→ **Aim of the exercise**:
Copy exactly the lines from the one containing "notice on wall?" through the last line of the records, both included, and nothing more.

→ **Data to process**:
────────
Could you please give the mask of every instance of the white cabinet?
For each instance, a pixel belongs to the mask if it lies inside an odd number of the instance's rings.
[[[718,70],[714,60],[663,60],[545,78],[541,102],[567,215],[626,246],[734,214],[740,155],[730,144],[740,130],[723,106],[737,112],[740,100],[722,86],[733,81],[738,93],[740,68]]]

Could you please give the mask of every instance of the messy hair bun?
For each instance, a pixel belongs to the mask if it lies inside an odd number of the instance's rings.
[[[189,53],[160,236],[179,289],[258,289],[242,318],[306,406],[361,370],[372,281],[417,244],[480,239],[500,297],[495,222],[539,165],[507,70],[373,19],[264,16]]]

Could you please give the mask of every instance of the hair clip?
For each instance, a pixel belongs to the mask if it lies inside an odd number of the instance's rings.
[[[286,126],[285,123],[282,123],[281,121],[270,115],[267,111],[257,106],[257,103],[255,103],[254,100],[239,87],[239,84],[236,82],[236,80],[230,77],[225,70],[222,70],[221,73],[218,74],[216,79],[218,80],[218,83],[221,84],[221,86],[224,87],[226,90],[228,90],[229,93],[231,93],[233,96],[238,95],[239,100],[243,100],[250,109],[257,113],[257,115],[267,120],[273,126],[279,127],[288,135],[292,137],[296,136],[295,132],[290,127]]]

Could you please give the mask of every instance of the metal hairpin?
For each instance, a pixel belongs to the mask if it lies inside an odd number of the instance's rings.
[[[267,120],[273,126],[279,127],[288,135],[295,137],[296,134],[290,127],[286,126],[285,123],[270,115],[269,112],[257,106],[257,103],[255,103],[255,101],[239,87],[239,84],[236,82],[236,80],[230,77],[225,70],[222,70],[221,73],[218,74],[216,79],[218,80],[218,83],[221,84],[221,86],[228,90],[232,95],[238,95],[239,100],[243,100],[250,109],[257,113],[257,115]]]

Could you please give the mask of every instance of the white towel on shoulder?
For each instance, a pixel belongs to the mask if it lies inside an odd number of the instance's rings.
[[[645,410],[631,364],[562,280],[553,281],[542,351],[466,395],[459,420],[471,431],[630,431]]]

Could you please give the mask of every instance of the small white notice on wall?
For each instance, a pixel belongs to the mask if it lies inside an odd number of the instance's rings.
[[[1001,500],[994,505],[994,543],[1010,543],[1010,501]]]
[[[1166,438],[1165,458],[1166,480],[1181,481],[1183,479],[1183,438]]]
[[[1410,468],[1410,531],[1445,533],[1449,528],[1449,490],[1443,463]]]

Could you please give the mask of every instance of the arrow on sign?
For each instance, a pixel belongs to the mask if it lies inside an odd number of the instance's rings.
────────
→ **Answer section**:
Could you please give the mask of every instance of the small white notice on wall?
For each instance, a pixel belongs to the mask if it lies inside an odd number of the instance's rings.
[[[1001,500],[994,505],[994,543],[1010,543],[1010,501]]]
[[[1166,438],[1165,458],[1166,480],[1181,481],[1183,479],[1183,438]]]
[[[1410,468],[1410,531],[1445,533],[1449,528],[1449,490],[1443,463]]]

Could you please give the mask of every instance of the arrow on sign?
For each instance, a pixel belongs to the mask if it lies inside an odd number of the instance's rings.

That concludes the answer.